* begin GIVEN DATA *
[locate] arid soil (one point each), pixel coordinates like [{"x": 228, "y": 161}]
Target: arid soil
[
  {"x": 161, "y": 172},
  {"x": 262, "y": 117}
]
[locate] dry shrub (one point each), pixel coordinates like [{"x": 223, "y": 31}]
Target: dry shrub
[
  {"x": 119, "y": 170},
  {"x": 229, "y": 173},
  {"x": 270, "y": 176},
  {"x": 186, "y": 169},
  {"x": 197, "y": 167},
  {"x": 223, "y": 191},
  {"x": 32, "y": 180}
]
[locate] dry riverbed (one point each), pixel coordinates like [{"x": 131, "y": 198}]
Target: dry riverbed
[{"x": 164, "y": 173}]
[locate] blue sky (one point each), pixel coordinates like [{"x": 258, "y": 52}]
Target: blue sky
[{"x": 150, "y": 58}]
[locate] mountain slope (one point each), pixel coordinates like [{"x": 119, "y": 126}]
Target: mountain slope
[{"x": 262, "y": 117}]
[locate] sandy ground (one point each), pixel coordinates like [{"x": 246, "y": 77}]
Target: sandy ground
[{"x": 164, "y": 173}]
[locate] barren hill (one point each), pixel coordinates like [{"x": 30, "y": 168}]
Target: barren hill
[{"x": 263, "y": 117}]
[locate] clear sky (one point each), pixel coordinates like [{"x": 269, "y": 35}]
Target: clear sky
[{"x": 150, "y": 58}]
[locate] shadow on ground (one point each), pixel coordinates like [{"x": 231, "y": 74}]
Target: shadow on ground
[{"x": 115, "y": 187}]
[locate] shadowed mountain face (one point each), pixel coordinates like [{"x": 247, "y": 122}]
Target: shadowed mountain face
* end GIVEN DATA *
* begin GIVEN DATA *
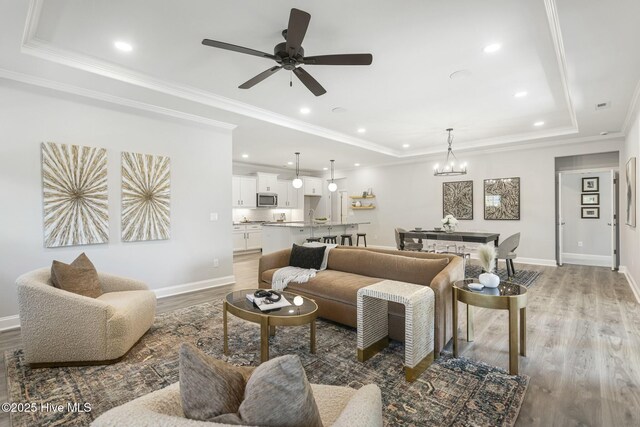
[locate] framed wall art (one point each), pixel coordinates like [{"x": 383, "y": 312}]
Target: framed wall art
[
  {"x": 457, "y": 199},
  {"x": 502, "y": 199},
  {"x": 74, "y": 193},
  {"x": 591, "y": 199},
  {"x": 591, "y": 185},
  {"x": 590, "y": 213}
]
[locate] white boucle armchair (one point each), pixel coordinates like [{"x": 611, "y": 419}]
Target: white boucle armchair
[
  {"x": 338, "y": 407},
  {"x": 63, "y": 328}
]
* end GIVEN DATA *
* TASK REQUIREMENTS
Gather every line of the records that contains the word "white" and copy each one out.

* REPLY
[locate] white boucle armchair (one point each), pixel coordinates like [{"x": 611, "y": 419}]
Target: white boucle armchair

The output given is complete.